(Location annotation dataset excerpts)
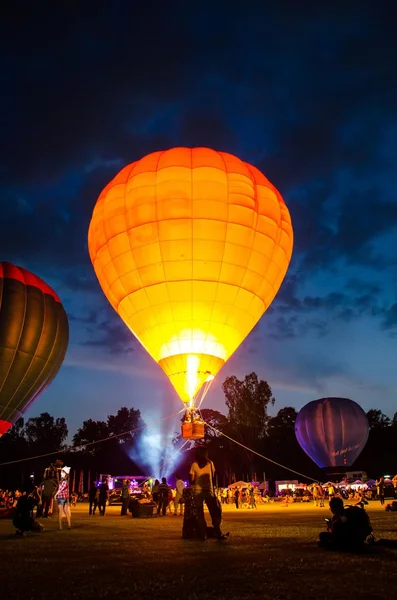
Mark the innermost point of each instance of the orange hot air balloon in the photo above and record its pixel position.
(190, 247)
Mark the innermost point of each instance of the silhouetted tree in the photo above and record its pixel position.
(283, 422)
(45, 433)
(217, 420)
(248, 403)
(91, 431)
(125, 421)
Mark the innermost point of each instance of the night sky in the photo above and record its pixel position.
(307, 92)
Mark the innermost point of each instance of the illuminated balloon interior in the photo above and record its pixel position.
(190, 247)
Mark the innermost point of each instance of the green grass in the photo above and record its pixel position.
(271, 553)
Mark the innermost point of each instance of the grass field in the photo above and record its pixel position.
(271, 553)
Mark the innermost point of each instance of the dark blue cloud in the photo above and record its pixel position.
(305, 92)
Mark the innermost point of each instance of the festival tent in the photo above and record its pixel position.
(239, 484)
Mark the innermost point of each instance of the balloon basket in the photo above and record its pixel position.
(193, 426)
(192, 431)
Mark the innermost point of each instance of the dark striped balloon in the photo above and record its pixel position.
(332, 431)
(34, 335)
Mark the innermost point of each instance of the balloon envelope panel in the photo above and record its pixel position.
(332, 431)
(190, 247)
(34, 334)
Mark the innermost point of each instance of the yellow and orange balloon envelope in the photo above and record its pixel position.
(190, 247)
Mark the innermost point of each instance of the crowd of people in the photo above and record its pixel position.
(53, 497)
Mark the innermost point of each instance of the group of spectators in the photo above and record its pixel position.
(33, 502)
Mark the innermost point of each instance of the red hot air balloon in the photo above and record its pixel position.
(332, 431)
(34, 335)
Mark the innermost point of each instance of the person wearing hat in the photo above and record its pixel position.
(62, 496)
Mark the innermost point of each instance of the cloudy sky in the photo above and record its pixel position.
(304, 91)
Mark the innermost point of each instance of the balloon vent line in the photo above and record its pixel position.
(260, 455)
(73, 448)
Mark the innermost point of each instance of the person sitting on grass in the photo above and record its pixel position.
(348, 529)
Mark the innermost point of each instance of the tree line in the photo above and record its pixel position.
(247, 421)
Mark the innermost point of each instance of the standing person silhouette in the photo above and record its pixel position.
(62, 497)
(201, 478)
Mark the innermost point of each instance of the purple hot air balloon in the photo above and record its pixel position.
(332, 431)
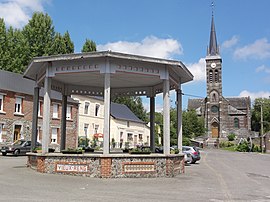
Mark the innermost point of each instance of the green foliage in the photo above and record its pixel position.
(243, 147)
(231, 137)
(256, 148)
(134, 104)
(83, 141)
(186, 141)
(89, 46)
(39, 33)
(37, 38)
(226, 144)
(69, 45)
(174, 151)
(256, 115)
(126, 145)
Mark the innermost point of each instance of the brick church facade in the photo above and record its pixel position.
(222, 115)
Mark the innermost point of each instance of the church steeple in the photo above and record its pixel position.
(213, 48)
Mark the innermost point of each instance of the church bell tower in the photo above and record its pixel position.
(214, 85)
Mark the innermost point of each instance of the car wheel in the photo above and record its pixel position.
(16, 152)
(193, 161)
(189, 162)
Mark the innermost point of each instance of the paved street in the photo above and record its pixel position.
(219, 176)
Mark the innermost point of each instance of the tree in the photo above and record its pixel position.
(68, 43)
(89, 46)
(134, 104)
(59, 45)
(256, 115)
(39, 33)
(3, 44)
(37, 38)
(16, 52)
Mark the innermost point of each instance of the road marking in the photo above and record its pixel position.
(221, 181)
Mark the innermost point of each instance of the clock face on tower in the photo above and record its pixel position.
(213, 65)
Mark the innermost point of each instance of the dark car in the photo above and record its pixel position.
(194, 152)
(18, 147)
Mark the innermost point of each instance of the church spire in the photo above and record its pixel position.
(213, 48)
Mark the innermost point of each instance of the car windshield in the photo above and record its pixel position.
(18, 142)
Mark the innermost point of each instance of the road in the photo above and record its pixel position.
(219, 176)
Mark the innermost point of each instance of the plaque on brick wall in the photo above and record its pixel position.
(138, 167)
(78, 168)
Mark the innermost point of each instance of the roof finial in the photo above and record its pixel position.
(212, 5)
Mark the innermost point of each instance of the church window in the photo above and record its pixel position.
(236, 123)
(214, 109)
(210, 76)
(214, 97)
(216, 76)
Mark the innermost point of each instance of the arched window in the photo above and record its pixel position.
(236, 123)
(216, 76)
(214, 97)
(210, 76)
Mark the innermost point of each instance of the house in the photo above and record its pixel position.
(16, 111)
(126, 127)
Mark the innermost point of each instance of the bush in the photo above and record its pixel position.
(226, 144)
(256, 148)
(186, 141)
(243, 147)
(231, 137)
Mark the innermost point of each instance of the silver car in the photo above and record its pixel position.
(18, 147)
(193, 151)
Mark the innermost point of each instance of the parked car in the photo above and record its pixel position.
(18, 147)
(193, 151)
(159, 149)
(188, 158)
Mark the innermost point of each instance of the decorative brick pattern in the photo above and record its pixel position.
(106, 164)
(41, 164)
(113, 166)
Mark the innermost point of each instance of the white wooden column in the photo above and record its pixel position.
(107, 104)
(152, 123)
(46, 114)
(179, 118)
(166, 116)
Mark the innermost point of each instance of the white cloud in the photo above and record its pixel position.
(198, 70)
(149, 46)
(260, 49)
(263, 68)
(16, 13)
(230, 43)
(254, 95)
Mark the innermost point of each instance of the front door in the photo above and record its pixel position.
(215, 130)
(17, 132)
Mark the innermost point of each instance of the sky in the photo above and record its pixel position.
(171, 29)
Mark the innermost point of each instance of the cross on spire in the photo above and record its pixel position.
(213, 6)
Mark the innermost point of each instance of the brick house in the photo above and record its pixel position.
(16, 111)
(126, 127)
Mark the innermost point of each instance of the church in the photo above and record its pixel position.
(222, 115)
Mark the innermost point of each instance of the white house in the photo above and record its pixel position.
(125, 126)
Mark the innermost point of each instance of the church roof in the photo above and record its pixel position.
(195, 103)
(121, 111)
(213, 49)
(239, 102)
(236, 102)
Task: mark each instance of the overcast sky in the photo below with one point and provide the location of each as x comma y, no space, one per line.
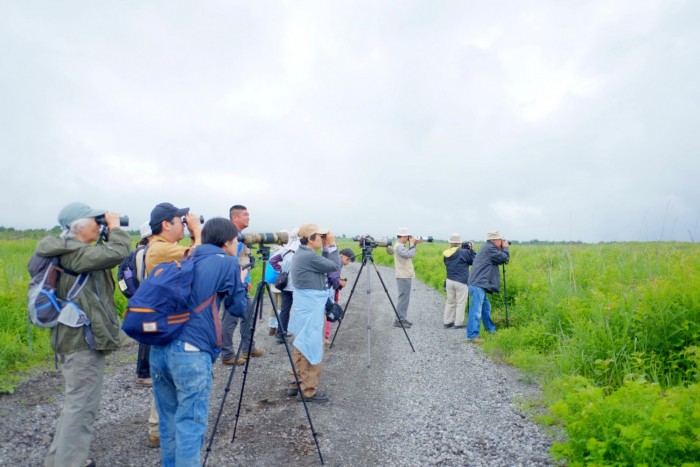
550,120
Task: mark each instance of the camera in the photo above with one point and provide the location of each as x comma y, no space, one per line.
201,220
123,220
367,241
279,238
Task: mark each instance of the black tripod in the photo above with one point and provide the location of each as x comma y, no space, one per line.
367,258
255,309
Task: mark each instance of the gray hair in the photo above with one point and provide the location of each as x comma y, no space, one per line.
75,226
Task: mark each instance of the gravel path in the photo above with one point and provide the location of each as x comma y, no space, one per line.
444,404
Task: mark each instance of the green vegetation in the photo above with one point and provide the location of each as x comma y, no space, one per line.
611,332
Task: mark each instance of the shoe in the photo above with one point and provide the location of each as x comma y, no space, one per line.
318,397
144,382
153,441
255,353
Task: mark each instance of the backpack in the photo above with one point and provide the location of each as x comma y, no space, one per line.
132,271
159,310
44,306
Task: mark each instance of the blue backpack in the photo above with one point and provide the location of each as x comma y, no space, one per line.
161,307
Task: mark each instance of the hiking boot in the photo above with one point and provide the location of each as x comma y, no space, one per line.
318,397
153,441
148,382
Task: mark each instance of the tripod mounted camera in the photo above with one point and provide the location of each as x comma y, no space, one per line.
255,310
368,244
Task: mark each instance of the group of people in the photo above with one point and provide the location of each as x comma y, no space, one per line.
181,371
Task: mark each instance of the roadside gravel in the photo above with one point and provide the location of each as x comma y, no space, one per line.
444,404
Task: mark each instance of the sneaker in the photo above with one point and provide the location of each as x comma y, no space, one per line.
318,397
255,353
153,441
144,382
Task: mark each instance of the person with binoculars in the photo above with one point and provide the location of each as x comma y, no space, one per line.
82,349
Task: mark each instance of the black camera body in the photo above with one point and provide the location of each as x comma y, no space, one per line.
123,220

Objective — Send back exactly the lines from the line with "Task: mark each instance of the roadside" through the end of the records.

Reply —
Task: mark each instance of the roadside gravel in the photo above with one point and provide the location of each as x comma y, no space, one per line.
444,404
Task: mark each instance of the sneaker in the photo above with one point and provide the location of each as x comma y, no space, one per line.
318,397
255,353
153,441
144,382
Task: mark each instance of the person with binoculars in the photo above with one point and provide the location of each as x comma y, no space, one per line.
82,349
Task: mark each instance of the black camera body in the photo above with one point and provide the location of each as x comma y, no space, one per line.
123,220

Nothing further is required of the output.